[ACTIVITY]
Each entry here needs to be given again exactly.

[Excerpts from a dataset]

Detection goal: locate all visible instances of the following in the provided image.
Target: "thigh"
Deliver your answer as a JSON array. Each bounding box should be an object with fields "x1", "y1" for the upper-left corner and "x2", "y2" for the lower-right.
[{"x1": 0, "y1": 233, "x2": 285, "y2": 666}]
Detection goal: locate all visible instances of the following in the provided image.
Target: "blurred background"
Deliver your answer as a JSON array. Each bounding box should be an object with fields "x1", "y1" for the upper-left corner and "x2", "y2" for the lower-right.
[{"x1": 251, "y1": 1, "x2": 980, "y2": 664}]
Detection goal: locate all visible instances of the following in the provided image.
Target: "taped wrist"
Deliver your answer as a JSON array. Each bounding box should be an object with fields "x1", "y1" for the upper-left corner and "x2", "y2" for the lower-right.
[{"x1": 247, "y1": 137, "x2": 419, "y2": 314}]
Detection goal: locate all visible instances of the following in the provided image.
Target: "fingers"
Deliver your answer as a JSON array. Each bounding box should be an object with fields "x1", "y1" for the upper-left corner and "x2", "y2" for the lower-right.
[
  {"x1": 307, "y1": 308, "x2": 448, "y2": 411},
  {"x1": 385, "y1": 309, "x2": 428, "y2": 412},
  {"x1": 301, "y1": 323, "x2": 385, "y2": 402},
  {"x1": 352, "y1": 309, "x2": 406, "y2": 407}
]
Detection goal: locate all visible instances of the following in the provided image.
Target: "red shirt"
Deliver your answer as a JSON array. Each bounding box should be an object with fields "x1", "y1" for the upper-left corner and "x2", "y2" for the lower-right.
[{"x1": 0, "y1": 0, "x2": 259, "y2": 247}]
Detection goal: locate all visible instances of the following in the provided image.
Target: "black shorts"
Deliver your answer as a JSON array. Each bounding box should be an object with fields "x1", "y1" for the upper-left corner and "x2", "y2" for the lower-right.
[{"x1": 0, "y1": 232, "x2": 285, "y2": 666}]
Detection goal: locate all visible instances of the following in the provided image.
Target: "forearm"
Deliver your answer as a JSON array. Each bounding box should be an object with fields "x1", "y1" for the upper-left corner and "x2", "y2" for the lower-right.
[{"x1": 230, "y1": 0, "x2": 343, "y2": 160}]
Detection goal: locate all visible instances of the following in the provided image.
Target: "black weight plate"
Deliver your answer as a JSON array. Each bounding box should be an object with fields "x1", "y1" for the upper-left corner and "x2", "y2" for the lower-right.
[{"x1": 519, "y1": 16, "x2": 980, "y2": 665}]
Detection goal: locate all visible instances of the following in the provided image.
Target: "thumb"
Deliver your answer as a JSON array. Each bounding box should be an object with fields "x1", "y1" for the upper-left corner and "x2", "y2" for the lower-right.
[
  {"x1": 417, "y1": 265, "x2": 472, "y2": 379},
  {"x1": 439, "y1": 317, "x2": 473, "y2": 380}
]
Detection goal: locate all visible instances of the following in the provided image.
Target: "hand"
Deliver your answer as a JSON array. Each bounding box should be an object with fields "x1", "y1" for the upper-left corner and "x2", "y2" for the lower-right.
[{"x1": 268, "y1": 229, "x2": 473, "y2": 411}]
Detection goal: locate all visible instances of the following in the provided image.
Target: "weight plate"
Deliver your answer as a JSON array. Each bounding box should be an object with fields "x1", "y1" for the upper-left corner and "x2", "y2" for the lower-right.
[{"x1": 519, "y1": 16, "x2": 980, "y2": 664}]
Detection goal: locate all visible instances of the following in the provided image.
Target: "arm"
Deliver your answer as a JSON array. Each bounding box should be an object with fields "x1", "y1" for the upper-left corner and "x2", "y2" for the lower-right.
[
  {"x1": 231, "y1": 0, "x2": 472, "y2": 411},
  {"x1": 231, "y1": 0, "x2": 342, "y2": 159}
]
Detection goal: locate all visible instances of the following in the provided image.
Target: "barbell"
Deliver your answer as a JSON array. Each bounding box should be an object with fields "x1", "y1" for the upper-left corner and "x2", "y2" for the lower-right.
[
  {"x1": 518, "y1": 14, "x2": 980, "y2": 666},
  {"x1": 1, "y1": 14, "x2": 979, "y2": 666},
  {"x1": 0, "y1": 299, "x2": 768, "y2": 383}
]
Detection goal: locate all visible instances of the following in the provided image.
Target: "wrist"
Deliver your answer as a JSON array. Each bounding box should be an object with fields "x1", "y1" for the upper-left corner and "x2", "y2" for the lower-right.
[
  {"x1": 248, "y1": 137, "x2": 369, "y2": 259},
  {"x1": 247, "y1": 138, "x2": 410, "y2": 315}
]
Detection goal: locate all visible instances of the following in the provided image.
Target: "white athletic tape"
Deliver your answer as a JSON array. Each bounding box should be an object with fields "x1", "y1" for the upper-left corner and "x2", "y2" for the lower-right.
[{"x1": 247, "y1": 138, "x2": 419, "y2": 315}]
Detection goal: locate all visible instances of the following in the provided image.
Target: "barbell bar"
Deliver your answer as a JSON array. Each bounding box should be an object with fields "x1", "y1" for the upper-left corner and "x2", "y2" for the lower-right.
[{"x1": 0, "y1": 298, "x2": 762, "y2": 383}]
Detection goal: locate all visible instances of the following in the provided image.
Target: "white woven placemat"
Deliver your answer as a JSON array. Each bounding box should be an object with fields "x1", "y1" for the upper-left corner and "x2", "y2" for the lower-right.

[TASK RESPONSE]
Detection goal: locate all visible instances of the following in the provided image.
Target: "thigh"
Deliver your answer as a JSON array. Each bounding box should be an object with fields "x1", "y1" for the upper-left corner and "x2", "y2" for the lower-right.
[{"x1": 0, "y1": 233, "x2": 285, "y2": 666}]
Detection goal: locate all visible instances of the following in the provided image.
Target: "blurred background"
Deliver your answer as a JSON array. Each bounding box should be an object with fields "x1", "y1" for the upper-left corner and "x2", "y2" for the lower-right.
[{"x1": 251, "y1": 1, "x2": 980, "y2": 664}]
Detection goal: locate all visible instances of the following in the provided image.
Target: "taped wrist"
Deliver your answer as a JSON array. Each bounding box should be an object with fields "x1", "y1" for the upper-left corner and "x2", "y2" for the lower-right.
[{"x1": 247, "y1": 137, "x2": 419, "y2": 314}]
Detection goal: locate all visible instances of the following in the provided image.
Target: "fingers"
Deliver your answer as a JSON array. Each bounding box should be an object with fields "x1", "y1" for the upper-left corner and "x2", "y2" for the lower-right.
[
  {"x1": 307, "y1": 308, "x2": 448, "y2": 411},
  {"x1": 385, "y1": 309, "x2": 428, "y2": 412},
  {"x1": 301, "y1": 323, "x2": 385, "y2": 402},
  {"x1": 352, "y1": 309, "x2": 406, "y2": 407}
]
Detection goal: locate all visible instances of the following in the provided image.
Target: "red shirt"
Deliver your answer as a JSON array. Each bounding box should be an object with fields "x1", "y1" for the upper-left corner and "x2", "y2" for the lower-right.
[{"x1": 0, "y1": 0, "x2": 259, "y2": 247}]
Detection goal: locate all visible instances of the following in the provided image.
Target: "black shorts"
Deliver your answer as a JSON array. Each bounding box should be an object with fields "x1", "y1" for the upper-left corner and "x2", "y2" for the lower-right.
[{"x1": 0, "y1": 232, "x2": 285, "y2": 666}]
Detection goal: locate all visible instances of the following in the provided image.
Target: "forearm"
Deliver your answer as a JSON array. Each bounding box should be an object with fields "x1", "y1" for the upper-left corner and "x2", "y2" for the lower-right.
[{"x1": 230, "y1": 0, "x2": 343, "y2": 160}]
Detection goal: locate all visible instances of the following in the provided image.
Target: "black weight plate"
Deliver your answer as a JSON array. Each bounding box should be an object with fields "x1", "y1" for the upper-left corner and "x2", "y2" for the lower-right.
[{"x1": 519, "y1": 16, "x2": 980, "y2": 665}]
Detection goal: locate all visible instances of the following in the provided image.
Target: "thumb"
Deliver your answer as a JSON array. Each bounding box should be an object with fields "x1", "y1" for the upper-left corner and "x2", "y2" for the lower-right.
[
  {"x1": 417, "y1": 265, "x2": 472, "y2": 379},
  {"x1": 439, "y1": 317, "x2": 473, "y2": 380}
]
Detection goal: locate all visible instances of the following in the provided image.
Target: "hand"
Deliver your answer as a JSON array. Each bounding box should be an object with fields "x1", "y1" for the upper-left corner and "x2", "y2" for the lower-right.
[{"x1": 268, "y1": 229, "x2": 473, "y2": 411}]
Detection goal: locate all visible instances of the following in the provided image.
Target: "weight plate"
Deliver your answer as a JSON array. Each bounding box should be an object with fields "x1", "y1" for the upper-left corner and "x2", "y2" for the lower-right.
[{"x1": 519, "y1": 16, "x2": 980, "y2": 664}]
Detection goal: locate all visible instances of the following in the provided image.
Target: "arm"
Deliver your answer as a JSON array. Each bounding box should be an object with fields "x1", "y1" for the upper-left corner and "x2", "y2" for the lower-right.
[
  {"x1": 231, "y1": 0, "x2": 472, "y2": 411},
  {"x1": 231, "y1": 0, "x2": 342, "y2": 159}
]
Detection goal: locate all visible instances of the following in the provided image.
Target: "barbell"
Deliver your answer as a JSON array. Each bounding box should be an object with fields "x1", "y1" for the upper-left corner and "x2", "y2" for the lower-right.
[
  {"x1": 518, "y1": 14, "x2": 980, "y2": 666},
  {"x1": 1, "y1": 14, "x2": 979, "y2": 666},
  {"x1": 0, "y1": 299, "x2": 768, "y2": 383}
]
Detection goal: locate all visible instances of the following in the provided image.
Target: "wrist"
Deliver your answer as a JSON array. Each bounding box should be an object with fields "x1", "y1" for the upper-left corner and "x2", "y2" for the lower-right.
[
  {"x1": 248, "y1": 137, "x2": 369, "y2": 259},
  {"x1": 247, "y1": 138, "x2": 410, "y2": 315}
]
Detection goal: locate all visible instances of the following in the provided image.
Target: "white athletic tape"
Deliver your answer as a JSON array. Each bounding box should be an object with fields "x1", "y1" for the upper-left corner and "x2", "y2" for the lower-right.
[{"x1": 247, "y1": 138, "x2": 419, "y2": 315}]
Detection goal: locate all visible instances of the following in the provided image.
Target: "barbell bar"
Deliver your answer as a JSON array. Each bounding box should be an object with fields "x1", "y1" for the upper-left corner and "x2", "y2" for the lower-right.
[{"x1": 0, "y1": 298, "x2": 762, "y2": 383}]
Detection goal: locate all visible instances of the following in the provided image.
Target: "white woven placemat"
Deliver your answer as a JSON array. Each bounding box should be an object with fields "x1", "y1" for the upper-left corner and "x2", "y2" for the lower-right.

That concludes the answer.